--- Start Records shown ---
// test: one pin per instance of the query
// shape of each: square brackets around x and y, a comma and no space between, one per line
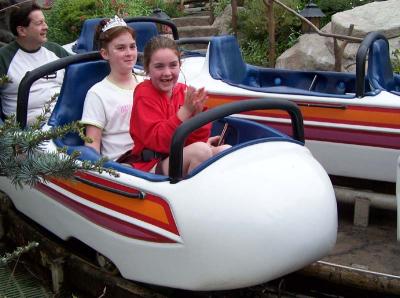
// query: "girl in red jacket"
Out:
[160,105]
--- End Records shown ---
--- Start Records shown ---
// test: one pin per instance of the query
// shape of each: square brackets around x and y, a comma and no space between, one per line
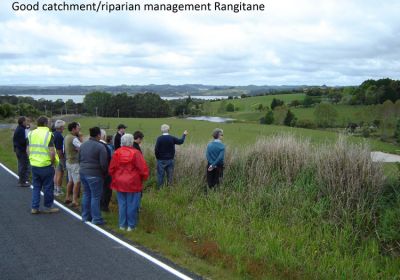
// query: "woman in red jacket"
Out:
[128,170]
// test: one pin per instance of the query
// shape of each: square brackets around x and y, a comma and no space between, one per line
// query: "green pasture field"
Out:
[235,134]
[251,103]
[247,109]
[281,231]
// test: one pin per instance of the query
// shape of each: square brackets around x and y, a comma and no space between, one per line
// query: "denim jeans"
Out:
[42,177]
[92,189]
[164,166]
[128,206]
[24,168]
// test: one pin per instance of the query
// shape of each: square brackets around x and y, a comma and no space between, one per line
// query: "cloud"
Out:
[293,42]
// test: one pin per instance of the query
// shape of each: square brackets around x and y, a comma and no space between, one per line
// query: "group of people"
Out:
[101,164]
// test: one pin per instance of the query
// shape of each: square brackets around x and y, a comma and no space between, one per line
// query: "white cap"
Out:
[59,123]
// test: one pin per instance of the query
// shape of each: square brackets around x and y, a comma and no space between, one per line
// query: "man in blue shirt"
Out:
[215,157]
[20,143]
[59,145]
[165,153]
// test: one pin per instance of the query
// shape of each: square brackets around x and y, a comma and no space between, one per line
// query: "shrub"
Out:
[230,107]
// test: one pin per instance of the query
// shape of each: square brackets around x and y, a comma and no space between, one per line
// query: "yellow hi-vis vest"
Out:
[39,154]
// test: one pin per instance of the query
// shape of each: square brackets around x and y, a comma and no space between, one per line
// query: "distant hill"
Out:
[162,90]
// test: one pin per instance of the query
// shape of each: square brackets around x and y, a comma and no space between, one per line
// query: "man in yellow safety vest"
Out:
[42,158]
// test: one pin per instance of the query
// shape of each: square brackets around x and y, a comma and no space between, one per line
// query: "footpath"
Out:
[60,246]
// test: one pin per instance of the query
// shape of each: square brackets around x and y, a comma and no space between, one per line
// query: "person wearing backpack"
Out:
--- End Records shown ---
What you need to do:
Pick out every line in the data above that includes the word "vest" and copy each of those lines.

Reply:
// query: "yellow hi-vis vest"
// query: "man in yellow safety vest"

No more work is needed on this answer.